_Given request_:
Copy out every line of the data exactly.

-=-=-

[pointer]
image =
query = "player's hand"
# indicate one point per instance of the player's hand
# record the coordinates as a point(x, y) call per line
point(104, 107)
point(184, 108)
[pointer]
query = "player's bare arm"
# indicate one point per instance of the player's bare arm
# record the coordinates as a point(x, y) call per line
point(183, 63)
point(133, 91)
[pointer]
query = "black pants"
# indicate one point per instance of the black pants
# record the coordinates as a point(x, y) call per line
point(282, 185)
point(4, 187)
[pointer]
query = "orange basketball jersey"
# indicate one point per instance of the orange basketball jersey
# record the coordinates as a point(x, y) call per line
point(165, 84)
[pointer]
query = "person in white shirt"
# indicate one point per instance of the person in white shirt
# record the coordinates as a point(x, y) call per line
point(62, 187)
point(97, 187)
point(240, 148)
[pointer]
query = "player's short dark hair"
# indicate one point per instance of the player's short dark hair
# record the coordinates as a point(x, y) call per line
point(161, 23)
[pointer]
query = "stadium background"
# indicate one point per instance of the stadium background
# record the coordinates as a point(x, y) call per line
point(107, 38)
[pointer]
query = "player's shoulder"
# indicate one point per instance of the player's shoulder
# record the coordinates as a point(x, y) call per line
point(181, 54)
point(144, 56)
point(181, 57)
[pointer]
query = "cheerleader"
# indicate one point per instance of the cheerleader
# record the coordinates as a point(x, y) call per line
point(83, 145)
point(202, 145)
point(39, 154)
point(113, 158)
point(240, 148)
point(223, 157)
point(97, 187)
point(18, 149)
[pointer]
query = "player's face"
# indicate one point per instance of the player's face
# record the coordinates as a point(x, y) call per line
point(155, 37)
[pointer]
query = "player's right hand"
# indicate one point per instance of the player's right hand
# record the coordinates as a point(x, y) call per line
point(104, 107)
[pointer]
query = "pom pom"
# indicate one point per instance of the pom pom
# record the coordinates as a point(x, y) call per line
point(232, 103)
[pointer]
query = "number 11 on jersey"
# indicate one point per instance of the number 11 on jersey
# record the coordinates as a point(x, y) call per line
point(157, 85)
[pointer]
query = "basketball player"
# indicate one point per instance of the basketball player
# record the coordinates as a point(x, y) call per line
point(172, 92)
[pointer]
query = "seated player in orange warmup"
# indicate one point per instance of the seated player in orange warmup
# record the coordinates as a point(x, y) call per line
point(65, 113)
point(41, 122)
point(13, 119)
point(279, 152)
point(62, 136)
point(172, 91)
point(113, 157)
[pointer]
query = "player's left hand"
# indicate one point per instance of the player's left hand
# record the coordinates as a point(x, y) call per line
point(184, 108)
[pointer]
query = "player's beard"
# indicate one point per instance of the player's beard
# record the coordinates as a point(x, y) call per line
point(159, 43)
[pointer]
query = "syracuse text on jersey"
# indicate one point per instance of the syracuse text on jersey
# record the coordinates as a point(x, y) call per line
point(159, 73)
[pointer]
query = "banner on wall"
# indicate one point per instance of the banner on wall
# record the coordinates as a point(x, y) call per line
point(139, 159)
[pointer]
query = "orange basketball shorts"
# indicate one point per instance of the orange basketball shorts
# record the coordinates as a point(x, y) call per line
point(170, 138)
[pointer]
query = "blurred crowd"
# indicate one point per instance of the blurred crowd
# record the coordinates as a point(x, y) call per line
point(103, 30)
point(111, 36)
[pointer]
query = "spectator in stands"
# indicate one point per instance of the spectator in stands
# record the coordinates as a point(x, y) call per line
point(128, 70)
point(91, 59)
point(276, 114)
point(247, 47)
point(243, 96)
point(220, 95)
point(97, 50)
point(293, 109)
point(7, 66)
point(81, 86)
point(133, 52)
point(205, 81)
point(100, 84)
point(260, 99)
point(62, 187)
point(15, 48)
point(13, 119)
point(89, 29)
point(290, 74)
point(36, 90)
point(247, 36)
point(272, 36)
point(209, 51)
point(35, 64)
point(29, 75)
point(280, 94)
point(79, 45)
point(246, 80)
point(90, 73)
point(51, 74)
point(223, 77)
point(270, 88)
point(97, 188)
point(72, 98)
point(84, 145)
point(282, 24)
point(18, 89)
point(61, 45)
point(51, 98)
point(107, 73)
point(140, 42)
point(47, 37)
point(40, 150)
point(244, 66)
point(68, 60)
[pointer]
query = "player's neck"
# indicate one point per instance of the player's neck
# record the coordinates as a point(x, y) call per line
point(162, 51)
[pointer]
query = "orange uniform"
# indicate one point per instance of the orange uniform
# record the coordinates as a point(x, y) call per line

-=-=-

_Reply to the exercise_:
[pointer]
image =
query = "player's hand"
# indicate one point per instance of the player's hand
# record the coordinates as a point(x, y) call per line
point(104, 107)
point(184, 108)
[pointer]
query = "player's bare arm"
# indicate one point per instance of the player's bare arm
# record the coordinates as a point(x, y) call per line
point(183, 63)
point(133, 91)
[pointer]
query = "black pants"
# indicate one point per instance of the black pants
# record the coordinates as a point(x, y) call per line
point(282, 185)
point(4, 187)
[pointer]
query = "orange basketball jersey"
# indicate one point per instance of the orange basketball jersey
# record the coordinates as a point(x, y) call per line
point(165, 84)
[pointer]
query = "person in white shirt"
# indicate one point per instance of the person in white shirt
# record the coordinates as a point(x, y) call per line
point(62, 187)
point(97, 187)
point(240, 148)
[pointer]
query = "player's short dark hair"
# indicate one point per instance of the player's short dark hair
# record the coordinates as a point(x, y) call per line
point(161, 23)
[pointer]
query = "stadium background"
# indicate one point per instance of the stadium background
# record the coordinates as a point(x, y) call per line
point(107, 38)
[pointer]
query = "player's shoulder"
# indicate one point per instance of the player's shoulder
# record the coordinates as a point(x, y) call per line
point(181, 54)
point(144, 56)
point(181, 57)
[pointer]
query = "cheerleader"
# indicate one point per instance of the cheerleader
# record the coordinates as a point(x, y) call per line
point(83, 145)
point(202, 145)
point(39, 154)
point(113, 158)
point(240, 148)
point(223, 157)
point(97, 187)
point(18, 149)
[pointer]
query = "player's face"
# indicate one point per instance of the player's face
# record the coordinates as a point(x, y) call per line
point(155, 37)
[pointer]
query = "player's right hand"
# indicate one point per instance of the player's right hand
# record the coordinates as a point(x, y) call per line
point(104, 107)
[pointer]
query = "pom pom"
# indicate one point per instance of the pom pom
# record the coordinates as a point(x, y) call per line
point(232, 103)
[pointer]
query = "number 11 on jersey"
# indicate one point per instance of the number 11 on jersey
# record the coordinates as a point(x, y) call per line
point(157, 85)
[pointer]
query = "basketball player"
# indicate one point per instance of the basketball player
# record the coordinates as a point(x, y) call per line
point(172, 92)
[pointer]
query = "seated player in orange warmup"
# indicate one point per instance of the seated player in orange warmup
# record the coordinates as a point(x, y) call per line
point(65, 113)
point(41, 122)
point(13, 119)
point(279, 152)
point(62, 136)
point(172, 91)
point(113, 157)
[pointer]
query = "player's left hand"
# indicate one point per instance of the player's left hand
# record the coordinates as a point(x, y) call per line
point(184, 108)
[pointer]
query = "player's beard"
# indicate one point per instance of the player's beard
# record the coordinates as a point(x, y) call per line
point(159, 43)
[pointer]
query = "syracuse text on jersey"
# indicate one point per instance of the syracuse text on jersey
# record the coordinates as a point(x, y) call per line
point(159, 73)
[pointer]
query = "banner on wall"
# indicate one point per instance of the banner on wall
# record the coordinates as a point(x, y) call per line
point(139, 159)
[pointer]
query = "orange basketball shorts"
# indicate one point per instance of the orange basketball shorts
# record the coordinates as a point(x, y) call per line
point(170, 138)
[pointer]
query = "blurred crowd"
# indicate one point per instance of the blurred crowd
# record the coordinates as a point(x, y) call per line
point(103, 30)
point(111, 36)
[pointer]
query = "spectator in stands"
# indicate one point per instance of the spectator in stands
# record the coordinates as a point(x, y) call per line
point(128, 70)
point(91, 59)
point(276, 114)
point(247, 47)
point(243, 96)
point(220, 95)
point(97, 50)
point(293, 109)
point(7, 66)
point(81, 86)
point(133, 52)
point(205, 81)
point(100, 84)
point(260, 99)
point(62, 187)
point(15, 48)
point(13, 119)
point(89, 29)
point(290, 74)
point(36, 90)
point(247, 36)
point(272, 36)
point(209, 51)
point(35, 64)
point(29, 75)
point(280, 94)
point(79, 45)
point(246, 80)
point(90, 73)
point(51, 74)
point(223, 77)
point(270, 88)
point(97, 188)
point(72, 98)
point(84, 145)
point(282, 24)
point(18, 89)
point(61, 45)
point(51, 98)
point(107, 73)
point(140, 42)
point(47, 37)
point(40, 150)
point(244, 66)
point(68, 60)
[pointer]
query = "player's neck"
# indicate one point per instance of the player's neck
# record the coordinates as a point(x, y) call per line
point(162, 51)
[pointer]
query = "orange uniform"
# indicate one point per instance of the orange uniform
# record the coordinates as a point(x, y) call per line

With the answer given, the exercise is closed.